>> BEGIN DATA EXCERPTS
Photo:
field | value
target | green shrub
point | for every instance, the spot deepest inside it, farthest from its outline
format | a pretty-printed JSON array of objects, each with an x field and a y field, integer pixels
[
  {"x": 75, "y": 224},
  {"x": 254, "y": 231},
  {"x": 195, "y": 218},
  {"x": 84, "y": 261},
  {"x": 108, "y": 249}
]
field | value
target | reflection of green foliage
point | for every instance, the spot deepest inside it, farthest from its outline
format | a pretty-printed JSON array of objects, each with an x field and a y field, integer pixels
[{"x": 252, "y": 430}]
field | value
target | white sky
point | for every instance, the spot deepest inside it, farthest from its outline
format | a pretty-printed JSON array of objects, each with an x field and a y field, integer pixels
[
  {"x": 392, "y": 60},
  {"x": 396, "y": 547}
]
>> END DATA EXCERPTS
**PROBLEM TO WORK ON**:
Could you give every line of the records above as a JSON list of strings, one string per line, leaving out any blank lines?

**ANSWER BELOW**:
[
  "Photo:",
  "field | value",
  "target | green shrub",
  "point | for every instance, the spot deepest inside it, farthest from its outline",
  "format | a pretty-printed JSON array of objects, each with an x field and a y field, integer pixels",
  "[",
  "  {\"x\": 75, \"y\": 224},",
  "  {\"x\": 254, \"y\": 231},",
  "  {\"x\": 195, \"y\": 218},",
  "  {\"x\": 84, \"y\": 261},",
  "  {\"x\": 108, \"y\": 249}",
  "]",
  "field | value",
  "target | reflection of green foliage",
  "point | for every instance, the spot deepest inside it, farthest from its outline",
  "format | a pretty-printed JSON array of objects, each with an x field and a y field, integer pixels",
  "[{\"x\": 252, \"y\": 430}]",
  "field | value",
  "target | white sky",
  "point | for every instance, the spot deepest inside it, farthest from its outline",
  "format | a pretty-printed JSON array of objects, each with an x field and a y field, integer pixels",
  "[",
  "  {\"x\": 392, \"y\": 60},",
  "  {\"x\": 396, \"y\": 547}",
  "]"
]